» **Goal**
From the passage on the writing craft, extract everything from "Writing instruction these" down to "writers do not?".

» **Page text**
********
Chapter 1

Mastering the Craft

Craft enables art.

—Ursula K. Le Guin

Skilled professionals make what they do look easy: Think of a major-league hitter driving a ninety-six-mile-per-hour fastball over the outfield wall, or a soprano singing a high C. Think of your favorite author composing one eloquent, magical sentence after another. It can be hard to see through the apparently effortless art to the skills underneath. This is especially so with writing, where we can’t get inside a writer’s mind to see the choices being made as he works.

Writing instruction these days tends to focus on the finished product: In thousands of workshops and classes, drafts are “workshopped,” critiqued, discussed, revised. What interests me, though, is not what we write, nor why we write, but what we are actually doing when we write. What skills are we using? What is it that professional writers know how to do that inexperienced writers do not?
********
(Point labeling examples)

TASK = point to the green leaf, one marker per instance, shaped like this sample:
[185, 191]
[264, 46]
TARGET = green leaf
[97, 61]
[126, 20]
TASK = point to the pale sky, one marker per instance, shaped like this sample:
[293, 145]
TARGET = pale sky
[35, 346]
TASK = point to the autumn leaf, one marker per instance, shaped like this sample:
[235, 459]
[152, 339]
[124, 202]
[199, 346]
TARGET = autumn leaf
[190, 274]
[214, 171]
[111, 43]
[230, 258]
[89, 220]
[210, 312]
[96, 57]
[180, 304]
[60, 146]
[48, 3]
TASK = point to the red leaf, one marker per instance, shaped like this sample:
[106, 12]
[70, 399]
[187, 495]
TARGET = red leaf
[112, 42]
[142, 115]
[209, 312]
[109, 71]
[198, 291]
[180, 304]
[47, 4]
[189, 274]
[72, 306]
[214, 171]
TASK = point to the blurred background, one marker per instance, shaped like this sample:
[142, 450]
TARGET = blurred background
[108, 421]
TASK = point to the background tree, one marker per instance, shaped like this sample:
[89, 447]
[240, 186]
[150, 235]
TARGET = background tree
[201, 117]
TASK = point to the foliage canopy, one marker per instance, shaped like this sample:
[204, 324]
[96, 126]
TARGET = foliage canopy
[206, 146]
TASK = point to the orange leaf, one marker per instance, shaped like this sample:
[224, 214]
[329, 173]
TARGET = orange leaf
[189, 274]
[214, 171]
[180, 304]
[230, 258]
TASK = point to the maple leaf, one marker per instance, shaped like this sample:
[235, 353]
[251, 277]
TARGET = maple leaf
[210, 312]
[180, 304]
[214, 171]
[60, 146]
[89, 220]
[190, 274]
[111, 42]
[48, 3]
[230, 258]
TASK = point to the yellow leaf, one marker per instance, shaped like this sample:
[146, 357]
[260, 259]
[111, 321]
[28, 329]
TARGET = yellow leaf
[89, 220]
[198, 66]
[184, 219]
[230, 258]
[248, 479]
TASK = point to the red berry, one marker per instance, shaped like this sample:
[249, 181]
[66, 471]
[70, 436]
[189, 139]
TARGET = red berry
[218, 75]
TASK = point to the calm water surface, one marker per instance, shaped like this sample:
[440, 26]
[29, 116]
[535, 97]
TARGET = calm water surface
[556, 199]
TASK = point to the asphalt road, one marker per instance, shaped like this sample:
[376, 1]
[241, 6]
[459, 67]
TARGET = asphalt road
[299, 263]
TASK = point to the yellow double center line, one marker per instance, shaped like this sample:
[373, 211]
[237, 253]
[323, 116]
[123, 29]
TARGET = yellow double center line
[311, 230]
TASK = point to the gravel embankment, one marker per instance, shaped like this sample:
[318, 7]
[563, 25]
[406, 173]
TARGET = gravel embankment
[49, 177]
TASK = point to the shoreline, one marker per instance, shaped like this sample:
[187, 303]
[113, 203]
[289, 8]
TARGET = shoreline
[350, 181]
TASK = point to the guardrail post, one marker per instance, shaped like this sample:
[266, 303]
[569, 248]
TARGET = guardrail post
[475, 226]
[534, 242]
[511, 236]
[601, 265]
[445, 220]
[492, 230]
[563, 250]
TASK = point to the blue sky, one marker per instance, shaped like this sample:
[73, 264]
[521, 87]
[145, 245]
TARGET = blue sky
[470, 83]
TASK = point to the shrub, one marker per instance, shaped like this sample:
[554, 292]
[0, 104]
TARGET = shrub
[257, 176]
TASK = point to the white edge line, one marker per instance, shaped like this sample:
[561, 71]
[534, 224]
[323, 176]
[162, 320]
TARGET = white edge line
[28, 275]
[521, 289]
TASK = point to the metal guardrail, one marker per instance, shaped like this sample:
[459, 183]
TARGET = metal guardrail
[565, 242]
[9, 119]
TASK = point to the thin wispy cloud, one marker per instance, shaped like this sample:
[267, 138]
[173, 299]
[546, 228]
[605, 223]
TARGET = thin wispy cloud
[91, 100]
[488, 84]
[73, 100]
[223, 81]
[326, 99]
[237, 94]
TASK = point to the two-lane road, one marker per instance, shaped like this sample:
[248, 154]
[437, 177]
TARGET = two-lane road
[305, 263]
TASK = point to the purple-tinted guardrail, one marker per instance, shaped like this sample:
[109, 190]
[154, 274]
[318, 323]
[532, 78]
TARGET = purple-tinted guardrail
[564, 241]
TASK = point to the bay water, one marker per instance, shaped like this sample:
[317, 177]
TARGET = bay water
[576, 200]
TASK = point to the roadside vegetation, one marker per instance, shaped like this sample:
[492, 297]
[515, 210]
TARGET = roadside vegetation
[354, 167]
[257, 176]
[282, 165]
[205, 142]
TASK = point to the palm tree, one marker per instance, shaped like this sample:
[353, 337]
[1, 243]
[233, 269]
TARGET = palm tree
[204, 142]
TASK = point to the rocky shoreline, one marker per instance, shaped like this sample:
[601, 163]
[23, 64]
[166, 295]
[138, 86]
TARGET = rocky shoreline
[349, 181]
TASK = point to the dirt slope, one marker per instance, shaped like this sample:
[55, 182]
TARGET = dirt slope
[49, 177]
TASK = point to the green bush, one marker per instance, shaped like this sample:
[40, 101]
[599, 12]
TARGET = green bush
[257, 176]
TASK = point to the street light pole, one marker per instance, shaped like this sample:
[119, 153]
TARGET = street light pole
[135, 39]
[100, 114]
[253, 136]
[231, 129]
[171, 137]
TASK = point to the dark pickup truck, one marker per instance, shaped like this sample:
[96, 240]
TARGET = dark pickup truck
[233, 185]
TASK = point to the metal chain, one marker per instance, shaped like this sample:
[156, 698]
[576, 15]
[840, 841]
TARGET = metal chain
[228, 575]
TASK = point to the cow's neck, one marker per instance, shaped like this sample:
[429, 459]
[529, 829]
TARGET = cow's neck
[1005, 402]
********
» **Task response**
Writing instruction these days tends to focus on the finished product: In thousands of workshops and classes, drafts are “workshopped,” critiqued, discussed, revised. What interests me, though, is not what we write, nor why we write, but what we are actually doing when we write. What skills are we using? What is it that professional writers know how to do that inexperienced writers do not?